## What to do
Will you copy the entire listing below word for word, leaving the pictures out of your copy?

═════ Data entries ═════

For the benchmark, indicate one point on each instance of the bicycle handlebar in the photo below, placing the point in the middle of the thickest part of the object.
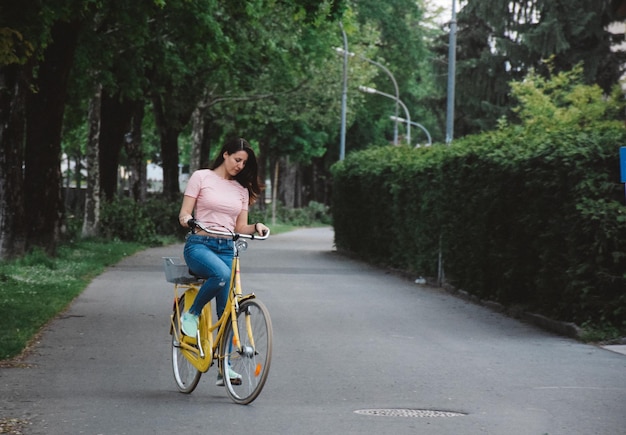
(194, 223)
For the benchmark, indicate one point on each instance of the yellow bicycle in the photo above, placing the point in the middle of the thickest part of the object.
(240, 341)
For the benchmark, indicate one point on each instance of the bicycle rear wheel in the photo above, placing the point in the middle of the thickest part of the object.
(185, 374)
(252, 359)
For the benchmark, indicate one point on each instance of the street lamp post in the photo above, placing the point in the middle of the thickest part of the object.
(451, 76)
(344, 95)
(393, 80)
(417, 124)
(406, 111)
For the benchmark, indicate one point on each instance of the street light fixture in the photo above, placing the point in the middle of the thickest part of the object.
(417, 124)
(406, 111)
(343, 52)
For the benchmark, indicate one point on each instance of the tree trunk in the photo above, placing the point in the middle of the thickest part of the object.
(169, 150)
(115, 123)
(287, 187)
(44, 119)
(91, 219)
(12, 114)
(197, 139)
(134, 151)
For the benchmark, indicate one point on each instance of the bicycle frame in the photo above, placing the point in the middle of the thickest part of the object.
(195, 348)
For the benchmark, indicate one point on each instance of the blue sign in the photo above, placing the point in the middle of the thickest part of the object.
(622, 162)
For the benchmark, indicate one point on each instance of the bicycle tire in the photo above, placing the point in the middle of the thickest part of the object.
(185, 374)
(253, 362)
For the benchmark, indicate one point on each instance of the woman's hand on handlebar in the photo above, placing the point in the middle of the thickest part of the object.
(261, 229)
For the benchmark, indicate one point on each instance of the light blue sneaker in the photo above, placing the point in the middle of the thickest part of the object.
(235, 378)
(189, 324)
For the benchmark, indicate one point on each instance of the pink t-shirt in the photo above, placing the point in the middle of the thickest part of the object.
(218, 201)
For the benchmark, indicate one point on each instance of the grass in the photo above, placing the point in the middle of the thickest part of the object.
(36, 288)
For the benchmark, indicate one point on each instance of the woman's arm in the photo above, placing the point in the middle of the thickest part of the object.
(242, 226)
(186, 210)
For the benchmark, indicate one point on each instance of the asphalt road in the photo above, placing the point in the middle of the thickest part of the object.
(356, 351)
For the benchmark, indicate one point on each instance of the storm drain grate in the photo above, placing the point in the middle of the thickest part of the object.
(408, 413)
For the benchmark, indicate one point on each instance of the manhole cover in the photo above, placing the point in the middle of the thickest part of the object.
(408, 413)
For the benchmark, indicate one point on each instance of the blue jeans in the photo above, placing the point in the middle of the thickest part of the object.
(210, 258)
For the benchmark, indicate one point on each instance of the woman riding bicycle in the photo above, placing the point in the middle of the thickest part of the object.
(220, 197)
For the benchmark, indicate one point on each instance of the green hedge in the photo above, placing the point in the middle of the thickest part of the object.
(536, 221)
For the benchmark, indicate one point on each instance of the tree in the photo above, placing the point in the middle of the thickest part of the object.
(500, 41)
(38, 40)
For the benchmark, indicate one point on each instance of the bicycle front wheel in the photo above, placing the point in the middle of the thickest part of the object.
(185, 374)
(250, 360)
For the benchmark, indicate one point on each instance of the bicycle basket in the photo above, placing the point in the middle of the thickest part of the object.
(176, 271)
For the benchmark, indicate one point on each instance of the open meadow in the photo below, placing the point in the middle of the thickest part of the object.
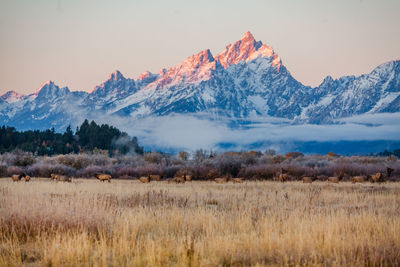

═════

## Answer to the task
For the benchmark, indicate one point on each instance of the bicycle handlebar in the photo below, placing the point in the middle of the thickest part of the object.
(194, 223)
For the benchmark, indicate one point on each instance of the yellow bicycle in the photo above, placing the point in the middle of the thickest part of the object.
(240, 341)
For the benchmark, indicate one point on each instance of the bicycle rear wheel in the photo above, placing the point in the middle of the thickest part of the object.
(185, 374)
(252, 359)
For the benchmark, indicate one point on each instance of the street lamp post in the photo above, placing the point in the middle of the thickest part of the object.
(451, 76)
(344, 95)
(393, 80)
(417, 124)
(406, 111)
For the benchmark, indicate one point on each instance of the street light fixture in the photo above, placing the point in the middle of the thickest part of the object.
(417, 124)
(406, 111)
(343, 52)
For the benchmark, indicate one point on each instance of the tree trunk in the photo above, placing the point in the middle of the thickest part of the object.
(169, 150)
(115, 123)
(287, 187)
(44, 119)
(91, 219)
(12, 114)
(197, 139)
(134, 151)
For the benchmark, indicate one point on each instance of the bicycle frame in the photo above, placing the point in the middle of the thickest part of the object.
(195, 348)
For the benchmark, indicate one point on each instance of the blue sign in the photo above, placing the point in the middle of the thickest part of the object.
(622, 162)
For the benchmark, indicate one point on each instance of the bicycle tire in the photo above, placing the point in the middle of the thickest part of the object.
(185, 374)
(253, 362)
For the benchmark, indicate one point on each instance of the woman's hand on handlebar in the photo above, placing the point in the middle of the thickest part of the object.
(261, 229)
For the benchmark, indicate one point on each instance of the light blue sneaker in the photo above, placing the point in the middle of the thickest part of the object.
(235, 378)
(189, 324)
For the benchmark, indicate one point on each instance of the pink t-shirt in the photo above, placing the point in the middle of the thickest part of the object.
(218, 201)
For the benchmark, indicate one point on each instance of the grass in the photo above, placing the point in the middle of the thickest part of the object.
(36, 288)
For the benchmark, indicate one point on each instance of the woman's arm in the photo above, placing the point in the middle of the thickest part of the object.
(242, 226)
(186, 210)
For the benchmark, indicate one point on each instance of the asphalt road in the photo above, placing the point in the middle of the thickest part of the object.
(356, 351)
For the benchmark, indicate one point on each instance of the storm drain grate in the photo above, placing the point in the middle of the thickest part of the object.
(408, 413)
For the benchmark, indicate one point on each instance of the manhole cover in the photo above, placing the point in the middle of the thickest part of the object.
(408, 413)
For the benchmark, indicate one point on each instance of the blue jeans in the photo above, placing the point in the middle of the thickest part of the object.
(210, 258)
For the benchmark, indicate one point on each instance of the woman riding bicycle in the photo above, placing the point in the middle of the thickest part of the object.
(220, 197)
For the benchmark, indicate one point on each instance of the green hedge in the photo above, placing the point in the middle of the thickest part of the object.
(536, 221)
For the benchmark, indicate one point on each instance of the tree in the photo above, placing the point in the middle of the thickest part of the object.
(500, 41)
(38, 40)
For the benchmark, indicate one point on each instance of the bicycle front wheel in the photo above, placing the point in the middle of the thickest part of the object.
(185, 374)
(250, 360)
For the benchmark, indicate one point on each instance of the bicycle basket in the photo above, placing the point in the middle of the thickest part of the object.
(176, 271)
For the benchmark, indicate one point on each instance of the open meadow in the photo below, placing the point in the middle of the thickest part of the object.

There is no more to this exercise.